▶ **ENUNCIADO DEL EJERCICIO**
Transcriba sin cambios la parte del fragmento sobre la pubertad que comienza con las palabras "De partida no" y concluye con "ya, suficiente: pechos.".
╭─ FRAGMENTO SELECCIONADO
Un grupo de compañeras, las «populares» de la clase, me preguntaron una vez por qué yo no usaba cosas lindas, que si lo hacía podía juntarme con ellas. Que las «bacanes» te ofrecieran ser parte de su grupito era algo muy importante en la pirámide social del entramado escolar: me emocioné y estuve dispuesta a lo que fuera para agradarles. Para cumplir con este objetivo empecé a elegir ropa que en realidad no me gustaba: prendas más apretadas, con lentejuelas, rosadas. Me dijeron que se notaba mucho que no usaba sostén porque mis pechos se veían puntiagudos y que debía solucionarlo. ¡Ese mismo día le dije a mi mamá que necesitaba uno con urgencia!

Acá un paréntesis:

¿Cómo era la vida antes de tener pechos?

De partida no me gusta la palabra «pechos». Toda la vida mi mamá habló de «pechugas». Hay personas a las que no les gusta ese concepto y hablan derechamente de «tetas». Una vez dije tetas en un live de Instagram y alguien me dijo que tuviera más respeto, que por qué tenía que hablar de esa forma tan despectiva de los senos. SENOS PO, eso sí que es siútico. Yo hasta le dije boobies mucho tiempo. Siútica y picá a gringa yo, mal. En la vida real hablo de tetas, pero para fines finos y elegantes, sabiendo que quizás este libro lo esté leyendo mi abuela, hablaré de pechos. Podría decirles callaguaguas… Pero mejor no, ya, suficiente: pechos.

Sigamos.

«Ya, niñas, va a llegar una edad en la que el cuerpo empieza a desarrollarse y se van a convertir en mujeres». Eso debe haber sido lo más profundo que me dijeron los profesores del colegio sobre la pubertad y los cambios que el cuerpo sufre en esta etapa. La verdad, fue bien poca información y, además, llegó tarde: en mi caso ya me habían salido mis «porotos» hace rato. ¿Cuáles porotos? Bueno, cierto día me toqué los pezones y partí corriendo donde mi mamá a decirle que me había salido un bulto raro. Yo muy pudorosa no se lo mostré. Ni loca. Le dije, con absoluta solemnidad, «mamá, creo que tengo cáncer». Ella se empezó a reír y me dijo con ternura «ay, ¡te están saliendo tus pechuguitas!». Casi vomité con esa frase.

Los «porotitos» rápidamente —mucho más rápido de lo que una logra procesar— se transformaron en pechos. Cuando no los tenía, soñaba con usar sostén como una prima a la que le habían salido tetas antes que a mí. Pero me tocó y pasó todo lo contrario, no quería que nadie supiera y evité usar sostén todo el tiempo que pude. Hasta que esas compañeras me hicieron el comentario y llegué al día siguiente con uno puesto, tratando de evidenciarlo lo más posible frente a ellas. Y resultó. Lo más raro es que me dijeron «ay, qué alivio. No sabíamos si juntarnos contigo porque pensábamos que no usabas sostén». Aún no comprendo qué tanta relevancia tenía este tema como para definir si éramos o no amigas. Ese fue el momento en el que entendí que, si una quería ser popular antiguamente, la apariencia era de lo más importante.
╰─
╭─ DATOS SIN PROCESAR
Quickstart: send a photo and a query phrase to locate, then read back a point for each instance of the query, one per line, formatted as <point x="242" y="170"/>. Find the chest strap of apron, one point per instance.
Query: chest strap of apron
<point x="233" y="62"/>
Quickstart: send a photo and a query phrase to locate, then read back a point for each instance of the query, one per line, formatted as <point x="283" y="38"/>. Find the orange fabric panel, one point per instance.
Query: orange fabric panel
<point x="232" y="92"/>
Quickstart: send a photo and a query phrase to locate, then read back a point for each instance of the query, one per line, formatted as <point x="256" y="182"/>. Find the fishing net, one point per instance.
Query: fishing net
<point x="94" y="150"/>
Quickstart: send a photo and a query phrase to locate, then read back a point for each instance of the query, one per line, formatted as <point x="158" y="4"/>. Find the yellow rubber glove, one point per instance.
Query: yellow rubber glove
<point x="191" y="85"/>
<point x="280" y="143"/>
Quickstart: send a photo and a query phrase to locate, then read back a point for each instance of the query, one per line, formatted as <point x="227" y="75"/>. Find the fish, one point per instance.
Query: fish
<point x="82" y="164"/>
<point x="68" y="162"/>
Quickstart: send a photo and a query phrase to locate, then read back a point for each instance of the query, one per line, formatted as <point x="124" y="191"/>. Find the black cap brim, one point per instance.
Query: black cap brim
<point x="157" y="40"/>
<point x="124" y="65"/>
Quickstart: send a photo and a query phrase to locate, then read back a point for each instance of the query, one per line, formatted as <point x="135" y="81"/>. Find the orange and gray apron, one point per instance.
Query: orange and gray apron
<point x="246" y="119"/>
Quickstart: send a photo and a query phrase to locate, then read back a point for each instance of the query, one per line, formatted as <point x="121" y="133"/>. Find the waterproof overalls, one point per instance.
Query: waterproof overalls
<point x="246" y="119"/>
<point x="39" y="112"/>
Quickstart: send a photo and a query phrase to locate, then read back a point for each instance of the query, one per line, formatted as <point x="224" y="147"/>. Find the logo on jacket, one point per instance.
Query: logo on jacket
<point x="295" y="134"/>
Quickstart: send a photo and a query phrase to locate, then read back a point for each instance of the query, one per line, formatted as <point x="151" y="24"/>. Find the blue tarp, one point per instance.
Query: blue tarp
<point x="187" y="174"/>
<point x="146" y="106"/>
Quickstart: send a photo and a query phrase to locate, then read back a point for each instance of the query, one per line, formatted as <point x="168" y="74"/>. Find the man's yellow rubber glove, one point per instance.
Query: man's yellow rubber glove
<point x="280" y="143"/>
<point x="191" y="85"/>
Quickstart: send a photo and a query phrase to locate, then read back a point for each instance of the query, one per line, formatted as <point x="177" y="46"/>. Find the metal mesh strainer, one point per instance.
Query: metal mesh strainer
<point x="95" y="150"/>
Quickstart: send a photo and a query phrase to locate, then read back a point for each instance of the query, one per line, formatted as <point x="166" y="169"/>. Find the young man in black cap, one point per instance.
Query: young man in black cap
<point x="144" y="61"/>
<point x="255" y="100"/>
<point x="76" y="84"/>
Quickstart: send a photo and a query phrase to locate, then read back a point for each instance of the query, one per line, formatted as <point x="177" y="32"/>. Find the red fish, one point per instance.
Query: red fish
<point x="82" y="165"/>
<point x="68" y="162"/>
╰─
▶ **RESULTADO DEL EJERCICIO**
De partida no me gusta la palabra «pechos». Toda la vida mi mamá habló de «pechugas». Hay personas a las que no les gusta ese concepto y hablan derechamente de «tetas». Una vez dije tetas en un live de Instagram y alguien me dijo que tuviera más respeto, que por qué tenía que hablar de esa forma tan despectiva de los senos. SENOS PO, eso sí que es siútico. Yo hasta le dije boobies mucho tiempo. Siútica y picá a gringa yo, mal. En la vida real hablo de tetas, pero para fines finos y elegantes, sabiendo que quizás este libro lo esté leyendo mi abuela, hablaré de pechos. Podría decirles callaguaguas… Pero mejor no, ya, suficiente: pechos.